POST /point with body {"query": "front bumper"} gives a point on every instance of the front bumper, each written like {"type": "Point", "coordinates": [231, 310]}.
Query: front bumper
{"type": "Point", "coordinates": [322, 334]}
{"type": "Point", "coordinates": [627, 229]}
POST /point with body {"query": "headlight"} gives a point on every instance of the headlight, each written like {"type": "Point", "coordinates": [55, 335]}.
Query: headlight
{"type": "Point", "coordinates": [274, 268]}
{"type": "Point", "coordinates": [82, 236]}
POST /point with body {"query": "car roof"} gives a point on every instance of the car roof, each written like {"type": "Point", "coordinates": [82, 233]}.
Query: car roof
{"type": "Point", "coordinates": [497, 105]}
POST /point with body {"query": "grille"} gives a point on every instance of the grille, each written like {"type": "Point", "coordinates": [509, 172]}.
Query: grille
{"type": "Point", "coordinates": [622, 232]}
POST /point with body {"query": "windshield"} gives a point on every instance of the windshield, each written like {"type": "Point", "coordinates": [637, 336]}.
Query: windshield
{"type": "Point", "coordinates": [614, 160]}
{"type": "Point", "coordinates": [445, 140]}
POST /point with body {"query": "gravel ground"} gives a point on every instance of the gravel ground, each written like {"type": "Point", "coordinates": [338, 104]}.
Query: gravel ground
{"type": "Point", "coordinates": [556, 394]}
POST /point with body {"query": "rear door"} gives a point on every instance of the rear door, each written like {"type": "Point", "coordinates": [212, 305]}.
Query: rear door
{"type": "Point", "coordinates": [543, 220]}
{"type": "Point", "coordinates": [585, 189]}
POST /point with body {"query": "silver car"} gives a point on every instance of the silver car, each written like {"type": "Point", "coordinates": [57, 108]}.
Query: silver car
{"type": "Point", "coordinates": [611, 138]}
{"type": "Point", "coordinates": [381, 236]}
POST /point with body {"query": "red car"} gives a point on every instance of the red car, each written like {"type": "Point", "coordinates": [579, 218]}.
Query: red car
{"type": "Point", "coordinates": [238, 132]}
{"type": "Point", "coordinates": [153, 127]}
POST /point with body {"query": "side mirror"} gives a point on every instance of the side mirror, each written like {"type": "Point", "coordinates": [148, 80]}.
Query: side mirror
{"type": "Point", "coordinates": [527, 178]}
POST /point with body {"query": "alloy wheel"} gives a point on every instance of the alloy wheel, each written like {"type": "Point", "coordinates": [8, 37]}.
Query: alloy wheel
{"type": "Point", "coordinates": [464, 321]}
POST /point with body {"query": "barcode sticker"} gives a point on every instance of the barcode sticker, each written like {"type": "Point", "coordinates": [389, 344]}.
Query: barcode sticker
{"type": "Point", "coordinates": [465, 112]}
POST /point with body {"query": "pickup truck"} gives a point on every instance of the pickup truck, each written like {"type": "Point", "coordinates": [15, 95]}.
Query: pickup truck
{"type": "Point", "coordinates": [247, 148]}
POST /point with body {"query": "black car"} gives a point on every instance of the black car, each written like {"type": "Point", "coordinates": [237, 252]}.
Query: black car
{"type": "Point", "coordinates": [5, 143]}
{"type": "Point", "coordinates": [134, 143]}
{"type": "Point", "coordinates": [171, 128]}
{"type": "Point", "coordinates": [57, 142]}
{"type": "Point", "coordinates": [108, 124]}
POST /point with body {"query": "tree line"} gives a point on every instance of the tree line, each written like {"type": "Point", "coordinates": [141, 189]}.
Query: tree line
==========
Your task is to output the full set of records exactly as presented.

◆ Exercise result
POST /point with body {"query": "front bumper"} gives a point on every instance of the front bumper, each written like {"type": "Point", "coordinates": [231, 310]}.
Query: front bumper
{"type": "Point", "coordinates": [322, 334]}
{"type": "Point", "coordinates": [627, 229]}
POST /point with body {"query": "headlight"} gives a point on every instance of the headlight, each written like {"type": "Point", "coordinates": [55, 335]}.
Query: headlight
{"type": "Point", "coordinates": [274, 268]}
{"type": "Point", "coordinates": [82, 236]}
POST /point with body {"query": "car roof"} gives a point on every instance of the car roof, each written like {"type": "Point", "coordinates": [82, 233]}.
Query: car roof
{"type": "Point", "coordinates": [497, 105]}
POST /point with body {"query": "grille"} gives a point on every instance of the grille, each written like {"type": "Point", "coordinates": [509, 172]}.
Query: grille
{"type": "Point", "coordinates": [622, 232]}
POST /point with body {"query": "windshield"} gives a point on every instance of the windshield, each written like {"type": "Point", "coordinates": [637, 336]}.
Query: windshield
{"type": "Point", "coordinates": [614, 160]}
{"type": "Point", "coordinates": [445, 140]}
POST /point with body {"query": "gravel ground"} gives a point on every instance of the gravel ground, each written like {"type": "Point", "coordinates": [338, 104]}.
Query: gravel ground
{"type": "Point", "coordinates": [556, 394]}
POST /point with body {"query": "rear door"} gives a point on every instance of the rear door, each written like {"type": "Point", "coordinates": [212, 305]}.
Query: rear door
{"type": "Point", "coordinates": [543, 220]}
{"type": "Point", "coordinates": [585, 189]}
POST /point with body {"query": "silver car"} gives a point on every instance of the silver car, each written like {"type": "Point", "coordinates": [57, 108]}.
Query: silver car
{"type": "Point", "coordinates": [611, 138]}
{"type": "Point", "coordinates": [381, 236]}
POST /point with body {"query": "red car"} gives a point on every instance of the red car, each written like {"type": "Point", "coordinates": [579, 218]}.
Query: red car
{"type": "Point", "coordinates": [238, 132]}
{"type": "Point", "coordinates": [153, 127]}
POST /point with body {"query": "side mirror"} gives a point on every instance of the side mirror, each written like {"type": "Point", "coordinates": [148, 80]}.
Query: side mirror
{"type": "Point", "coordinates": [527, 178]}
POST /point with body {"query": "alloy wheel"} gives a point on every instance of the alloy wheel, each written like {"type": "Point", "coordinates": [8, 37]}.
Query: alloy wheel
{"type": "Point", "coordinates": [464, 321]}
POST /point with body {"query": "barcode sticker"} gives a point on every instance of the barcode sticker, each written like {"type": "Point", "coordinates": [389, 344]}.
Query: barcode sticker
{"type": "Point", "coordinates": [465, 112]}
POST /point with body {"query": "pickup truck"} gives a point on every instance of the pickup truck, each written like {"type": "Point", "coordinates": [15, 95]}.
Query: pickup truck
{"type": "Point", "coordinates": [247, 148]}
POST /point with body {"query": "black car"} gives a point on every instance of the black car, each written like {"type": "Point", "coordinates": [237, 252]}.
Query: black car
{"type": "Point", "coordinates": [5, 143]}
{"type": "Point", "coordinates": [134, 143]}
{"type": "Point", "coordinates": [171, 128]}
{"type": "Point", "coordinates": [57, 142]}
{"type": "Point", "coordinates": [108, 124]}
POST /point with body {"query": "tree line"} gives a point on every instance of the tree line, each written like {"type": "Point", "coordinates": [141, 189]}.
Query: tree line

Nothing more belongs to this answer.